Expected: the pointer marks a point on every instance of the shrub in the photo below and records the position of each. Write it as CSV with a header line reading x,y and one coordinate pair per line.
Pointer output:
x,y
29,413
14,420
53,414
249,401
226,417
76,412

## GIVEN EXERCISE
Reproduce the rows above word for word, keeping every line in its original order.

## COMPLETED EXERCISE
Expected: the pointer marks a point on every instance of the shrub in the photo below and records the position of each. Write it as CSV with a header line reading x,y and one coordinate pair per line.
Pointer output:
x,y
29,413
14,420
53,414
249,401
226,417
76,412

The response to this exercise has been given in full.